** start of Supplied data **

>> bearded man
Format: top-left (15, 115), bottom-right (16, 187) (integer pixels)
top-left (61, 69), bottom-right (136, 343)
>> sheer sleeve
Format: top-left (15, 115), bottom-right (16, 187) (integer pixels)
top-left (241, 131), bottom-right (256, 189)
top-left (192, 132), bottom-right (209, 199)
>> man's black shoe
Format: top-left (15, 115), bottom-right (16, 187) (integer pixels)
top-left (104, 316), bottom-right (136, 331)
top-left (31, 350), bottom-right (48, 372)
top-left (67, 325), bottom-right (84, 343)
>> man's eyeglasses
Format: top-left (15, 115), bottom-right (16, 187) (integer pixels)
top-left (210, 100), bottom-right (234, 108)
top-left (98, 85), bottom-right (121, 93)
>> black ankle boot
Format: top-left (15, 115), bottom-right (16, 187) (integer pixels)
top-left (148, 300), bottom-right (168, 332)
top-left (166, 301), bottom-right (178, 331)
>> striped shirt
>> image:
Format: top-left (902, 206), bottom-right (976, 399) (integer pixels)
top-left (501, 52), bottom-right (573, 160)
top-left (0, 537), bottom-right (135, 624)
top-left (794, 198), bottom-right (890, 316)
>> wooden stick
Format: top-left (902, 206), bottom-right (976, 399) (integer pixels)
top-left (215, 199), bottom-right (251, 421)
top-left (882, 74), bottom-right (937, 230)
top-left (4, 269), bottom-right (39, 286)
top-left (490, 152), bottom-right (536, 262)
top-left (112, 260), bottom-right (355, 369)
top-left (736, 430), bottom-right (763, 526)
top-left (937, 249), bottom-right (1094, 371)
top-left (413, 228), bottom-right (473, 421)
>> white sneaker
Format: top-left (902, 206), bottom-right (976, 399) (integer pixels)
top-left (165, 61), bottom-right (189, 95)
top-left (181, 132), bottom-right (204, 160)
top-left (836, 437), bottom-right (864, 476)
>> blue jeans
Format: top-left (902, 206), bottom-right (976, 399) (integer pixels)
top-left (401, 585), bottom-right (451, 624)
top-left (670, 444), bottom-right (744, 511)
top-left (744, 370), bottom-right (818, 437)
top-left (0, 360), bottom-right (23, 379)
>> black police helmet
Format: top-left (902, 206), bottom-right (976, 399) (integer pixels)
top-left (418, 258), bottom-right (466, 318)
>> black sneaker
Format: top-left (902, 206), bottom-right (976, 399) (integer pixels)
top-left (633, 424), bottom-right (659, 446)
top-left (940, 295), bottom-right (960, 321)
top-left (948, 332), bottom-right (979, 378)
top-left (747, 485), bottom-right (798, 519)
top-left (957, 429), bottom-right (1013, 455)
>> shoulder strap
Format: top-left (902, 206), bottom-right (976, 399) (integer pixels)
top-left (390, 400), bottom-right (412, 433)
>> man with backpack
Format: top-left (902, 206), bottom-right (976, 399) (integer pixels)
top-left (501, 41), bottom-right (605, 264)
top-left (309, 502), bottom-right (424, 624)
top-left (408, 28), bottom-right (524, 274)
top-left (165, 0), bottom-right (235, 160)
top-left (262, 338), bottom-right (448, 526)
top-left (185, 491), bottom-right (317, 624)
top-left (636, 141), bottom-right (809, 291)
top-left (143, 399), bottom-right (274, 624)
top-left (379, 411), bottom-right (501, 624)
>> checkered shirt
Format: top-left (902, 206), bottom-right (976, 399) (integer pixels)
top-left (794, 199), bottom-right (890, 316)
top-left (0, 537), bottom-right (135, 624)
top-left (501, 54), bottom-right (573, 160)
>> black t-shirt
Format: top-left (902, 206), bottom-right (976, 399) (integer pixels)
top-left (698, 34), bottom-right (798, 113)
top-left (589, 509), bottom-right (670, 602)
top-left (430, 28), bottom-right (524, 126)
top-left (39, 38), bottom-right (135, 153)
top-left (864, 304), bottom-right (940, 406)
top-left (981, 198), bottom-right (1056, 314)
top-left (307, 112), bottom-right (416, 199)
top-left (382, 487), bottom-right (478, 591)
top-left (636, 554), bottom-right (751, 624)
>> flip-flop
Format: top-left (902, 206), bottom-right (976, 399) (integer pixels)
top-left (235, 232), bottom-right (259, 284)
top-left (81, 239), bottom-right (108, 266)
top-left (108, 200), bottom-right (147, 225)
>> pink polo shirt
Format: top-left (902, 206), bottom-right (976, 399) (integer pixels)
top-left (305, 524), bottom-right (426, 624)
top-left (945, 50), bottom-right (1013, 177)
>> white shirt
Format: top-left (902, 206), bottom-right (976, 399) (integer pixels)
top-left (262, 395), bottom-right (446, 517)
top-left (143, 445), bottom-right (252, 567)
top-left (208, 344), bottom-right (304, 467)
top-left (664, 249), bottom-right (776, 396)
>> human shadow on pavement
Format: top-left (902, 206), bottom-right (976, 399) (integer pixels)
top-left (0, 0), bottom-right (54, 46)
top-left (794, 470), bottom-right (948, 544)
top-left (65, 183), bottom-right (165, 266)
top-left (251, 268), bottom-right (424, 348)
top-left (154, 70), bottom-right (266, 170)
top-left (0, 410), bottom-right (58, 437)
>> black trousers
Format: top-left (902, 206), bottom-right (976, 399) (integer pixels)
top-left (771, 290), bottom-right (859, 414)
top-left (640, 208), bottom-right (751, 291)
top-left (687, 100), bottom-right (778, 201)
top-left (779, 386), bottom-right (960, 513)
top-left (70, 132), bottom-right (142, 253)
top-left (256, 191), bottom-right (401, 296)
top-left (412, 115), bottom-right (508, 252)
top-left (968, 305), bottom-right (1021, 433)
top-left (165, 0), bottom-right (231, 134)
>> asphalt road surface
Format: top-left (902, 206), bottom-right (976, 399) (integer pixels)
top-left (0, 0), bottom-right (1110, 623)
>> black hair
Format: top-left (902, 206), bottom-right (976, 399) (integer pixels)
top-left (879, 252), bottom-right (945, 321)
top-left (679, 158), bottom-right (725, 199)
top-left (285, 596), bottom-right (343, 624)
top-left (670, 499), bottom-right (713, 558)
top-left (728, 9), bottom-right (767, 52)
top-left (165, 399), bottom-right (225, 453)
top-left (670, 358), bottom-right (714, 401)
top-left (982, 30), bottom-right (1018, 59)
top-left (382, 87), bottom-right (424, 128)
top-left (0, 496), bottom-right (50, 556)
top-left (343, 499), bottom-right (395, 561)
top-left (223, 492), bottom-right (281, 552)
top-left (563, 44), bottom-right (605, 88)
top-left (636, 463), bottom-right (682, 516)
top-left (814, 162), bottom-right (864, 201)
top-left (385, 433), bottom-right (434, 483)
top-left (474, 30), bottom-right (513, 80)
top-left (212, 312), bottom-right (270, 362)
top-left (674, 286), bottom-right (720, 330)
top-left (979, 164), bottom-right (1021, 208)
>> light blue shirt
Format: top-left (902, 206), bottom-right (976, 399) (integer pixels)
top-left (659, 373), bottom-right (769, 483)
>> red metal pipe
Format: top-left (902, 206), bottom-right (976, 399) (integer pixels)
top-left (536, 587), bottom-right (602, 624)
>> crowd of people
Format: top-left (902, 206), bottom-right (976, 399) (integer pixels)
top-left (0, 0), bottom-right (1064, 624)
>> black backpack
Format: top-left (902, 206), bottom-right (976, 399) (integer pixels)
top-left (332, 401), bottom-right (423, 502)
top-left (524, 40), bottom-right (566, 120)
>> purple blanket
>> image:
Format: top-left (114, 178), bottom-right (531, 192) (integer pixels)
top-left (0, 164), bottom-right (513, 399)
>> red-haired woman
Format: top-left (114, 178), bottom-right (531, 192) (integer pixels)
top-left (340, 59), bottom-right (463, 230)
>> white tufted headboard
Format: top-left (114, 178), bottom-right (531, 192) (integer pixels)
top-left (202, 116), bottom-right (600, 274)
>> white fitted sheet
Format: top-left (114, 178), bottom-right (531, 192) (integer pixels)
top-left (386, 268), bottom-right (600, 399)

** end of Supplied data **

__Stated task__:
Can you retype, character for character, the lines of the items above, starting with the line that contains "pink polo shirt" and going on through the line that contains "top-left (945, 50), bottom-right (1013, 177)", with both of those lines included?

__Task response__:
>> pink polo shirt
Format: top-left (902, 206), bottom-right (976, 399) (integer pixels)
top-left (305, 524), bottom-right (426, 624)
top-left (945, 50), bottom-right (1013, 177)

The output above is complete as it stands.